◆ **Ausgangstext**:
+ + + +

# SQL Generator



## redpoint007 (22. Jan 2009)

Hallo Zusammen,

gibt es ein generator der (erstellt mit z.B. excel oder csv) der aus einer Tabelle wie:

------      X

Y    -----4

also X ist zb Menge und Y ist Kosten

das Problem liegt daran, das dies eine f(x,y) funktion ist!

Also müssen 3 tabellen erstellt werten, 1 für X eine für Y und eine für den Wert (also zb 4, wie oben im Beispiel)

Gruß


----------



## Ebenius (22. Jan 2009)

Hä?


----------



## morphication (13. Feb 2009)

LoL! ein großes "Hä?" auch meinerseits. Sorry, aber aus dem Eintrag geht nicht hervor was du willst.

Passend zum Titel würde ich jedoch meine Frage stellen:
Kennt jemand eine freie java-Bibliobliothek, dass SQL Anweisungen generiert? Natürlich habe ich im Netz gesucht, wurde jedoch nicht fündig.

+ + + +

◆ **Übungsaufgaben**:
(a) Nenne alle Benutzernamen, unter denen im Thread zum SQL-Generator Beiträge stehen.
(b) Bitte führe den Thread zum SQL-Generator im Anschluss an seinen letzten Satz weiter.
Die Zeilen haben mit dem Thread zum SQL-Generator nichts zu tun.

◆ **Vorgegebene Daten**:
+ + + +

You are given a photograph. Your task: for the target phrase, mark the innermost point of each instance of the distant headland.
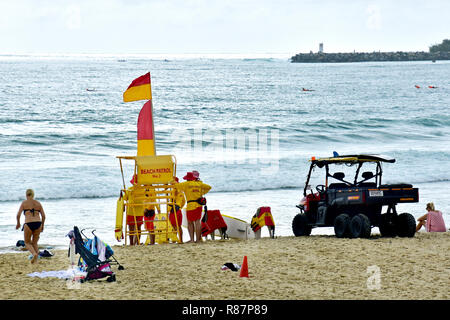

+ + + +

◆ **Antworten**:
(a) redpoint007, Ebenius, morphication

(b)
Hintergrund: Sobald man komplexere SQL-Anweisung generieren muss ist es ja oft so, dass man zum einen auf die korrekte Syntax achten soll und zum anderen sehr tiefe und komplexe Hierarchien besonders im WHERE-Teil der Anweisung hat. So. Ich möchte einfach eine externe Bibliothek, der sich mit dieser Problematik auskennt und all dies für mich erledigt. Damit ich dann z.B. nur sagen muss: sqlGenerator.addCondition(irgendwas), sqlGenerator.addFromTable(tabelle), usw.

danke im Voraus.


----------



## foobar (13. Feb 2009)

> Damit ich dann z.B. nur sagen muss: sqlGenerator.addCondition(irgendwas), sqlGenerator.addFromTable(tabelle), usw.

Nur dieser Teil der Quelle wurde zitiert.